Prompt –
Exactly reproduce the line that contains "Task: tag every instance of the beach" and all lines after it in the entries below, through the very last line.

(Dataset entries)
==*==

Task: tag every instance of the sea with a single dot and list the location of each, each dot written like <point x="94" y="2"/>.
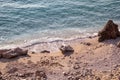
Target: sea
<point x="32" y="21"/>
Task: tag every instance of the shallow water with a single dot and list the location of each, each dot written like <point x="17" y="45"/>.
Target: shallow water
<point x="46" y="20"/>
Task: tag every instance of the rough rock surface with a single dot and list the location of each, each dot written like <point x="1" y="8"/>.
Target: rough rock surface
<point x="65" y="49"/>
<point x="11" y="53"/>
<point x="110" y="31"/>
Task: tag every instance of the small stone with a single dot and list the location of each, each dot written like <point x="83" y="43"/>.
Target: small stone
<point x="70" y="78"/>
<point x="65" y="74"/>
<point x="118" y="44"/>
<point x="65" y="49"/>
<point x="12" y="70"/>
<point x="110" y="31"/>
<point x="40" y="74"/>
<point x="76" y="67"/>
<point x="45" y="51"/>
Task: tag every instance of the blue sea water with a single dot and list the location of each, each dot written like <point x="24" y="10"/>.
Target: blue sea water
<point x="26" y="20"/>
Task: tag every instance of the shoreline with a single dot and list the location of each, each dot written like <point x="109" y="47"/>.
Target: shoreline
<point x="99" y="59"/>
<point x="33" y="42"/>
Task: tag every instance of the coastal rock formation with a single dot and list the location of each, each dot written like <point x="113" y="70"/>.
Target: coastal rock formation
<point x="110" y="31"/>
<point x="11" y="53"/>
<point x="65" y="49"/>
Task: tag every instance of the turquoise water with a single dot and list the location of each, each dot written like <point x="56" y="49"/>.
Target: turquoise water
<point x="26" y="20"/>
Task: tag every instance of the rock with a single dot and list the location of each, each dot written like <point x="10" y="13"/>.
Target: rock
<point x="20" y="51"/>
<point x="65" y="49"/>
<point x="41" y="75"/>
<point x="12" y="70"/>
<point x="110" y="31"/>
<point x="118" y="44"/>
<point x="14" y="53"/>
<point x="9" y="54"/>
<point x="3" y="51"/>
<point x="45" y="51"/>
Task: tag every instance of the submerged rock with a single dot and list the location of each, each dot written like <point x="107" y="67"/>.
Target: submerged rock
<point x="65" y="49"/>
<point x="118" y="44"/>
<point x="110" y="31"/>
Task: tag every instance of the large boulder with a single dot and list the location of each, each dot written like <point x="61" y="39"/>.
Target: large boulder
<point x="14" y="53"/>
<point x="110" y="31"/>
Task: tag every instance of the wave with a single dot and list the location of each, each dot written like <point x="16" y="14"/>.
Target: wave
<point x="17" y="5"/>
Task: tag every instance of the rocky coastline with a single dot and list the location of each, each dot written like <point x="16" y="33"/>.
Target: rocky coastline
<point x="93" y="58"/>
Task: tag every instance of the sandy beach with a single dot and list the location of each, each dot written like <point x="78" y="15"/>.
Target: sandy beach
<point x="91" y="60"/>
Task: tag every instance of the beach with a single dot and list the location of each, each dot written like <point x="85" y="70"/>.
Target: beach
<point x="59" y="40"/>
<point x="91" y="60"/>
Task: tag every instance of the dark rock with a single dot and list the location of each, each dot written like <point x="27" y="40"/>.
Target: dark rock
<point x="65" y="49"/>
<point x="45" y="51"/>
<point x="3" y="51"/>
<point x="20" y="51"/>
<point x="9" y="54"/>
<point x="118" y="44"/>
<point x="110" y="31"/>
<point x="40" y="75"/>
<point x="12" y="70"/>
<point x="97" y="78"/>
<point x="76" y="66"/>
<point x="14" y="53"/>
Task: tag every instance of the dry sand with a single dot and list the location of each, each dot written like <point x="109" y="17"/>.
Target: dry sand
<point x="90" y="61"/>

==*==

Answer –
Task: tag every instance of the beach with a single dot and list the location of each, each dot written like <point x="85" y="70"/>.
Target: beach
<point x="59" y="40"/>
<point x="91" y="60"/>
Task: tag every instance of the dark rock with a single dot and list the location of each, each dot written like <point x="27" y="40"/>.
Target: dark rock
<point x="65" y="49"/>
<point x="45" y="51"/>
<point x="3" y="51"/>
<point x="20" y="51"/>
<point x="9" y="54"/>
<point x="118" y="44"/>
<point x="110" y="31"/>
<point x="40" y="75"/>
<point x="12" y="70"/>
<point x="97" y="78"/>
<point x="76" y="66"/>
<point x="14" y="53"/>
Task: tag every instance of the dry sand with a single dot and list the location of each, each dot written like <point x="109" y="17"/>.
Target: dry sand
<point x="90" y="61"/>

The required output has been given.